* [TASK DESCRIPTION]: Count the lines in the listing below that contain the string "hillside", treating uppercase and lowercase letters as distinct. Reply with that number only.
## BEGIN
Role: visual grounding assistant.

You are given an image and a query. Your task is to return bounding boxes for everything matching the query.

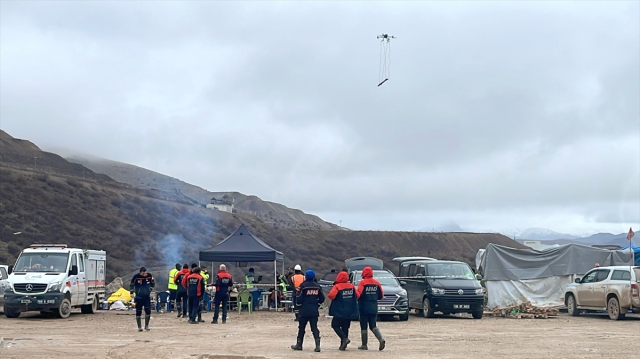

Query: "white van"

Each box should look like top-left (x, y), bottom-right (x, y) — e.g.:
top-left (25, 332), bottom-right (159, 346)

top-left (4, 244), bottom-right (107, 318)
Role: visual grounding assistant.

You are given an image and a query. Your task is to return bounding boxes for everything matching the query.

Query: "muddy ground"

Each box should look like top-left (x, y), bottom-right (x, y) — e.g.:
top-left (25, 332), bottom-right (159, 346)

top-left (0, 311), bottom-right (640, 359)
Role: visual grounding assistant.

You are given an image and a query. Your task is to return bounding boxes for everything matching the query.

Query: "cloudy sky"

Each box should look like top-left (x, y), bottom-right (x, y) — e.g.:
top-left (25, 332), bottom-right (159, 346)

top-left (0, 1), bottom-right (640, 235)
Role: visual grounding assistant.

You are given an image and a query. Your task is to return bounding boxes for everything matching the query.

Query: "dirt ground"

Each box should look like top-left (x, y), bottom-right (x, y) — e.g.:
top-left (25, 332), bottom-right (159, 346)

top-left (0, 311), bottom-right (640, 359)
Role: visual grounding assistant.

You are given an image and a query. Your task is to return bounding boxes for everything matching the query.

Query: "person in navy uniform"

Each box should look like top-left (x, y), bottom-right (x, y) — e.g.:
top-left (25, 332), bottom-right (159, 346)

top-left (186, 267), bottom-right (204, 324)
top-left (291, 269), bottom-right (324, 352)
top-left (327, 272), bottom-right (358, 350)
top-left (358, 267), bottom-right (385, 350)
top-left (129, 267), bottom-right (156, 332)
top-left (211, 264), bottom-right (233, 324)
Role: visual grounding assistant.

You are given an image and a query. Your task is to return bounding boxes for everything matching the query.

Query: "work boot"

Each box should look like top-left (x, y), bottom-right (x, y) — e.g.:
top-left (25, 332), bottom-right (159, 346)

top-left (372, 327), bottom-right (386, 350)
top-left (291, 339), bottom-right (302, 350)
top-left (136, 317), bottom-right (142, 332)
top-left (358, 330), bottom-right (369, 350)
top-left (338, 338), bottom-right (351, 350)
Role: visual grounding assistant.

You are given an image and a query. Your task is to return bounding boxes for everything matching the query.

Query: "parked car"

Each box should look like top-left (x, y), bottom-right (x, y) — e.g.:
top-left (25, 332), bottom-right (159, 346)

top-left (0, 264), bottom-right (9, 313)
top-left (393, 257), bottom-right (484, 319)
top-left (564, 266), bottom-right (640, 320)
top-left (318, 257), bottom-right (409, 321)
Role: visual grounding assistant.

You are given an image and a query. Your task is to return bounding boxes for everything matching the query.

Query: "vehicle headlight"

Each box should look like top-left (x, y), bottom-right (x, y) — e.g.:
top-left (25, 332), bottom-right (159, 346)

top-left (431, 288), bottom-right (444, 294)
top-left (48, 282), bottom-right (62, 292)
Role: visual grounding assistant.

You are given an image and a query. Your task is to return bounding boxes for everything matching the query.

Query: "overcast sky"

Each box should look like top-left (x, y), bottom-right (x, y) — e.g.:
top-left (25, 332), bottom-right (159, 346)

top-left (0, 1), bottom-right (640, 235)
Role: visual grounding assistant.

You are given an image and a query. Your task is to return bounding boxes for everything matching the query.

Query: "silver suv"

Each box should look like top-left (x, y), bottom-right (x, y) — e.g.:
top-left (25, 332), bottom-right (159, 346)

top-left (564, 266), bottom-right (640, 320)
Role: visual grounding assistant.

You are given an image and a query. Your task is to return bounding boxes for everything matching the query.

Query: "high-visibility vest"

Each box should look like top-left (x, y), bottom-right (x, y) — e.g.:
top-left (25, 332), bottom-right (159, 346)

top-left (291, 274), bottom-right (304, 290)
top-left (167, 268), bottom-right (180, 290)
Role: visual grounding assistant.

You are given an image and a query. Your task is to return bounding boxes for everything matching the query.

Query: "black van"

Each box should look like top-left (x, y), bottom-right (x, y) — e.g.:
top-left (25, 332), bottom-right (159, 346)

top-left (393, 257), bottom-right (484, 319)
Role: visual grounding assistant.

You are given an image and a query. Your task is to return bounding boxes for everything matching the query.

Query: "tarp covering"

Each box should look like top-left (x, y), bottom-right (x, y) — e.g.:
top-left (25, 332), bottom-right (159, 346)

top-left (107, 288), bottom-right (131, 303)
top-left (199, 224), bottom-right (283, 262)
top-left (485, 275), bottom-right (579, 308)
top-left (481, 244), bottom-right (631, 281)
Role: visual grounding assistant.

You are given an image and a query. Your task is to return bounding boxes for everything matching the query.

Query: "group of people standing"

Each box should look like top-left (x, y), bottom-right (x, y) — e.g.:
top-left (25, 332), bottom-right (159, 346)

top-left (291, 267), bottom-right (386, 352)
top-left (130, 263), bottom-right (386, 352)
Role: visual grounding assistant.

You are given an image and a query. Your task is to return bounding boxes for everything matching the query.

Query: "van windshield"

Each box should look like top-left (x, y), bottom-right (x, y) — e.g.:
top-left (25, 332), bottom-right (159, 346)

top-left (15, 253), bottom-right (69, 273)
top-left (427, 263), bottom-right (474, 279)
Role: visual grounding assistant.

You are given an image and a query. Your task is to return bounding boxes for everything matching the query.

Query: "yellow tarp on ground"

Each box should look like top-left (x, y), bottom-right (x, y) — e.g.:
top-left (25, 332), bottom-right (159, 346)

top-left (107, 288), bottom-right (131, 303)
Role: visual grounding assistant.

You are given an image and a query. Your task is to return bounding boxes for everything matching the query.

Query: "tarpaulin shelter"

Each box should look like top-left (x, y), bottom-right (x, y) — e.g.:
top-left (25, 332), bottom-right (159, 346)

top-left (199, 224), bottom-right (284, 308)
top-left (476, 244), bottom-right (631, 308)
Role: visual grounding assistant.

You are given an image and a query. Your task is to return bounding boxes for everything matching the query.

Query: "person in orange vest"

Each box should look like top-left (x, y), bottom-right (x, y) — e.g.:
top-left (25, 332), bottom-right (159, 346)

top-left (291, 264), bottom-right (304, 321)
top-left (186, 267), bottom-right (204, 324)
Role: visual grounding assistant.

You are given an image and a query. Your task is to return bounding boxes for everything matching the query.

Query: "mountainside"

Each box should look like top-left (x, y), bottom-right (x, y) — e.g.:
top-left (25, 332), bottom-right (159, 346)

top-left (67, 155), bottom-right (340, 229)
top-left (0, 131), bottom-right (524, 292)
top-left (0, 130), bottom-right (112, 181)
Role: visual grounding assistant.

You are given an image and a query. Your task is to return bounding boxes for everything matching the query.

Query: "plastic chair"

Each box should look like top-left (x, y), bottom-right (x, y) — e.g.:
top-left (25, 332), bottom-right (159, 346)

top-left (238, 292), bottom-right (253, 314)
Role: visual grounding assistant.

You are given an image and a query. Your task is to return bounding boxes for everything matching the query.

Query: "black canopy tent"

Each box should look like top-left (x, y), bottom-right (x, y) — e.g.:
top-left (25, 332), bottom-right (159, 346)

top-left (198, 224), bottom-right (284, 308)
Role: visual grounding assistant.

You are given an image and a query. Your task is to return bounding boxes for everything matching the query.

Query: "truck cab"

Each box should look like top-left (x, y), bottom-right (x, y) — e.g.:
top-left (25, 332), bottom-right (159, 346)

top-left (393, 257), bottom-right (484, 319)
top-left (4, 244), bottom-right (106, 318)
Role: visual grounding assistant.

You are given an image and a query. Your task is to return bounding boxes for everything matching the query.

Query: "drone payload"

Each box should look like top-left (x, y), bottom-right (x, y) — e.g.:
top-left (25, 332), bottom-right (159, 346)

top-left (377, 34), bottom-right (396, 87)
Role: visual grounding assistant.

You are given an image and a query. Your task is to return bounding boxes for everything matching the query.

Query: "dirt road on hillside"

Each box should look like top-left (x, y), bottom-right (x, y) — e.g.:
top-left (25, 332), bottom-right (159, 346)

top-left (0, 311), bottom-right (640, 359)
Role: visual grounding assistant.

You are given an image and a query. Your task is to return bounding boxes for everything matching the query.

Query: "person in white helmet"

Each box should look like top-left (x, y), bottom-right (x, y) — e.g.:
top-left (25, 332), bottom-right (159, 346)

top-left (291, 264), bottom-right (304, 321)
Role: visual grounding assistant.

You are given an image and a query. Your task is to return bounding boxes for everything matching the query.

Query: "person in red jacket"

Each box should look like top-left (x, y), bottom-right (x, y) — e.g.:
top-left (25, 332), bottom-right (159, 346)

top-left (327, 272), bottom-right (358, 350)
top-left (186, 267), bottom-right (204, 324)
top-left (358, 267), bottom-right (385, 350)
top-left (211, 264), bottom-right (233, 324)
top-left (173, 263), bottom-right (191, 318)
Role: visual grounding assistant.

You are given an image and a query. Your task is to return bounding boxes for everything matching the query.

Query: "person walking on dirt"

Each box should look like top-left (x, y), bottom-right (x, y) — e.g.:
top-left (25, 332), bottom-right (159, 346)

top-left (173, 263), bottom-right (191, 318)
top-left (291, 264), bottom-right (304, 321)
top-left (291, 269), bottom-right (324, 352)
top-left (211, 264), bottom-right (233, 324)
top-left (129, 267), bottom-right (156, 332)
top-left (187, 267), bottom-right (204, 324)
top-left (357, 267), bottom-right (385, 350)
top-left (167, 263), bottom-right (182, 313)
top-left (327, 272), bottom-right (358, 350)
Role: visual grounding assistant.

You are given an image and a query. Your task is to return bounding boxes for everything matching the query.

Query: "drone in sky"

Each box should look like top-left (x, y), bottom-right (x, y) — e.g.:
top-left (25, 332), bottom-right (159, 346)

top-left (377, 33), bottom-right (396, 87)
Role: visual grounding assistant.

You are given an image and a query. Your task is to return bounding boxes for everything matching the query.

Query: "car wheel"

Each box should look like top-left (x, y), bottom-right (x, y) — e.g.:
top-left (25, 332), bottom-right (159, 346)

top-left (398, 310), bottom-right (409, 322)
top-left (607, 297), bottom-right (624, 320)
top-left (4, 306), bottom-right (20, 318)
top-left (80, 296), bottom-right (98, 314)
top-left (55, 298), bottom-right (71, 319)
top-left (422, 298), bottom-right (434, 318)
top-left (567, 294), bottom-right (580, 317)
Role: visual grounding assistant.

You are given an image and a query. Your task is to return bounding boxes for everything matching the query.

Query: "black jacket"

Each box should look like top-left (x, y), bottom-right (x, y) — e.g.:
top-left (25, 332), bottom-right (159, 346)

top-left (296, 279), bottom-right (324, 318)
top-left (129, 273), bottom-right (156, 297)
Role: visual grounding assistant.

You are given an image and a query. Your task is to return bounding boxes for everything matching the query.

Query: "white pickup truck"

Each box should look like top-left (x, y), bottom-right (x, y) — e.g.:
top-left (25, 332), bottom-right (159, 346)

top-left (4, 244), bottom-right (107, 318)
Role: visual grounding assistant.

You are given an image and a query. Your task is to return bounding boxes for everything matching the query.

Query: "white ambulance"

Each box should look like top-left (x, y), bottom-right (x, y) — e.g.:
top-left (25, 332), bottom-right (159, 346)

top-left (4, 244), bottom-right (107, 318)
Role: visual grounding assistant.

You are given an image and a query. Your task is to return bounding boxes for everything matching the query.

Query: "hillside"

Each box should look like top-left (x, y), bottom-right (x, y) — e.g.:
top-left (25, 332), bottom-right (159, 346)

top-left (67, 155), bottom-right (340, 229)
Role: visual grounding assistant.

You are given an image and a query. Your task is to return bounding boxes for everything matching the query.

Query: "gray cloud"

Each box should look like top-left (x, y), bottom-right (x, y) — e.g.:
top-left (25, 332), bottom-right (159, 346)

top-left (0, 2), bottom-right (640, 236)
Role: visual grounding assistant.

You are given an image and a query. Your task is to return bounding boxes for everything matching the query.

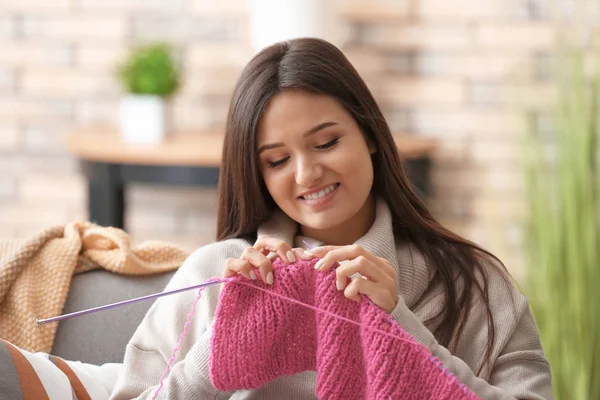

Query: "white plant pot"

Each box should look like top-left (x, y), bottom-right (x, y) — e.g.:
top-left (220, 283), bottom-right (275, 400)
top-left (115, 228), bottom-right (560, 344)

top-left (119, 95), bottom-right (167, 144)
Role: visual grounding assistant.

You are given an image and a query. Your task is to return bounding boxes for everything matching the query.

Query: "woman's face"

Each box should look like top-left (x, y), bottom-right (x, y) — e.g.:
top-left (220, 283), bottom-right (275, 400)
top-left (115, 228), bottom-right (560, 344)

top-left (257, 90), bottom-right (374, 244)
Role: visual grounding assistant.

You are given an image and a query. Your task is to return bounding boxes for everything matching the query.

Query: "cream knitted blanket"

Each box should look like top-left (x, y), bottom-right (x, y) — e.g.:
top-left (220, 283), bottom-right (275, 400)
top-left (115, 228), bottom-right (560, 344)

top-left (0, 222), bottom-right (188, 353)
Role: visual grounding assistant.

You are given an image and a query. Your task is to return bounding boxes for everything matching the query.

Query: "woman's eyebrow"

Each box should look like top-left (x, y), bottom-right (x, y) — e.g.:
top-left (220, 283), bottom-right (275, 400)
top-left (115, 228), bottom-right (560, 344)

top-left (257, 121), bottom-right (338, 155)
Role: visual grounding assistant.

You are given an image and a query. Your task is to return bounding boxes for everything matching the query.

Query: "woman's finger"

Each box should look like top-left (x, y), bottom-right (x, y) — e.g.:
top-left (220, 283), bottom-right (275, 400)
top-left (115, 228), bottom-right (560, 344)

top-left (240, 247), bottom-right (273, 285)
top-left (252, 235), bottom-right (296, 263)
top-left (223, 258), bottom-right (256, 280)
top-left (335, 256), bottom-right (390, 290)
top-left (344, 279), bottom-right (398, 313)
top-left (311, 244), bottom-right (377, 271)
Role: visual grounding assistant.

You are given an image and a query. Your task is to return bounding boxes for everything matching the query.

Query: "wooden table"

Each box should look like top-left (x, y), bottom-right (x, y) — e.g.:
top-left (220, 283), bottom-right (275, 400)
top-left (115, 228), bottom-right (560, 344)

top-left (68, 127), bottom-right (436, 228)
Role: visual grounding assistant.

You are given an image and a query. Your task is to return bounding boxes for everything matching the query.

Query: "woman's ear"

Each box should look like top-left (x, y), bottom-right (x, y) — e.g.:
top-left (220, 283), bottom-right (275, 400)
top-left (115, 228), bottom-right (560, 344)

top-left (367, 139), bottom-right (377, 155)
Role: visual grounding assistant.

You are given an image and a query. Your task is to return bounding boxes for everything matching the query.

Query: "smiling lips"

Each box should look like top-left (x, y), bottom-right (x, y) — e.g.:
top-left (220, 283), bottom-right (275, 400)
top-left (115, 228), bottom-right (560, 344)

top-left (300, 183), bottom-right (340, 200)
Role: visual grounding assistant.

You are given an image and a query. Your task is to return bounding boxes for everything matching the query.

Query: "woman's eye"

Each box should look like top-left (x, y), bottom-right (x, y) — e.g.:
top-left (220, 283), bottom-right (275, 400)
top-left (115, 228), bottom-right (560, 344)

top-left (269, 157), bottom-right (290, 168)
top-left (317, 138), bottom-right (340, 149)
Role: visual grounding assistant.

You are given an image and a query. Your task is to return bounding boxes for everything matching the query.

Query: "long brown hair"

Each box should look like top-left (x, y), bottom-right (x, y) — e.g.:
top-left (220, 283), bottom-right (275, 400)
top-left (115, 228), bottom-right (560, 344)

top-left (217, 38), bottom-right (505, 371)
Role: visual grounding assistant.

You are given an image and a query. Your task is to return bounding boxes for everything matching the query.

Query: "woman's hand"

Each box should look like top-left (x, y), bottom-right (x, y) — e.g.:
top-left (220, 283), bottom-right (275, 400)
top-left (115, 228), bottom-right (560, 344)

top-left (223, 235), bottom-right (314, 285)
top-left (311, 245), bottom-right (398, 313)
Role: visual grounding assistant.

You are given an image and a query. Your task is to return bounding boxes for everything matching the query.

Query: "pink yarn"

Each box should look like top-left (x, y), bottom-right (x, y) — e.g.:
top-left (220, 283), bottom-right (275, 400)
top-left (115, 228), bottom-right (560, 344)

top-left (152, 278), bottom-right (223, 400)
top-left (210, 259), bottom-right (477, 400)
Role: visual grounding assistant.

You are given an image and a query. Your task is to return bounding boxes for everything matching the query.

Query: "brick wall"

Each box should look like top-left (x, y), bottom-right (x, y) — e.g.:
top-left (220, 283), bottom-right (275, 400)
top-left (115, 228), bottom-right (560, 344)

top-left (0, 0), bottom-right (555, 282)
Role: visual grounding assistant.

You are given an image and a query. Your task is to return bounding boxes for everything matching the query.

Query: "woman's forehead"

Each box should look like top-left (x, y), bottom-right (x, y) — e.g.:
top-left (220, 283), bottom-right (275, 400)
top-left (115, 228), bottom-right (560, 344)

top-left (258, 90), bottom-right (352, 141)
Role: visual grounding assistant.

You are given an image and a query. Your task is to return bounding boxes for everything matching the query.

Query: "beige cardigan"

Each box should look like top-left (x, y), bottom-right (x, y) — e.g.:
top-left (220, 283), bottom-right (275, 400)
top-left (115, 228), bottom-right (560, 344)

top-left (111, 201), bottom-right (554, 400)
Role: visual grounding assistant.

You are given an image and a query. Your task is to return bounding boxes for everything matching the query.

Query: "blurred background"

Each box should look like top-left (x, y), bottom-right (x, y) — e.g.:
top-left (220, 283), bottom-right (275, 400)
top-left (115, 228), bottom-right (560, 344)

top-left (0, 0), bottom-right (600, 399)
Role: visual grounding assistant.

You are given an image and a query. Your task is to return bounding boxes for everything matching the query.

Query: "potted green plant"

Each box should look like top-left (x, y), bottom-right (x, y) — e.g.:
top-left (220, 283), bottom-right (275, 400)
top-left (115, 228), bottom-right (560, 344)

top-left (117, 43), bottom-right (181, 144)
top-left (524, 46), bottom-right (600, 400)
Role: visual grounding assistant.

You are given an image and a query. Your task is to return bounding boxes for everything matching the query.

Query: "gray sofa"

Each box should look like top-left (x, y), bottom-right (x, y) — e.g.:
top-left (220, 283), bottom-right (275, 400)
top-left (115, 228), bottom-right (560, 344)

top-left (52, 270), bottom-right (177, 365)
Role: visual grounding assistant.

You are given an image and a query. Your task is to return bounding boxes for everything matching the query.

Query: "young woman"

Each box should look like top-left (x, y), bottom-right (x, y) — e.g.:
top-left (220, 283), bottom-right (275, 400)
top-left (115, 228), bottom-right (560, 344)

top-left (112, 39), bottom-right (553, 399)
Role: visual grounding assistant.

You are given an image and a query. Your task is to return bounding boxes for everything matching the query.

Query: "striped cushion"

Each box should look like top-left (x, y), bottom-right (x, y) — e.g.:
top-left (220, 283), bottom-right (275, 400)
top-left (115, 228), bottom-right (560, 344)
## END
* [COMPLETE ANSWER]: 2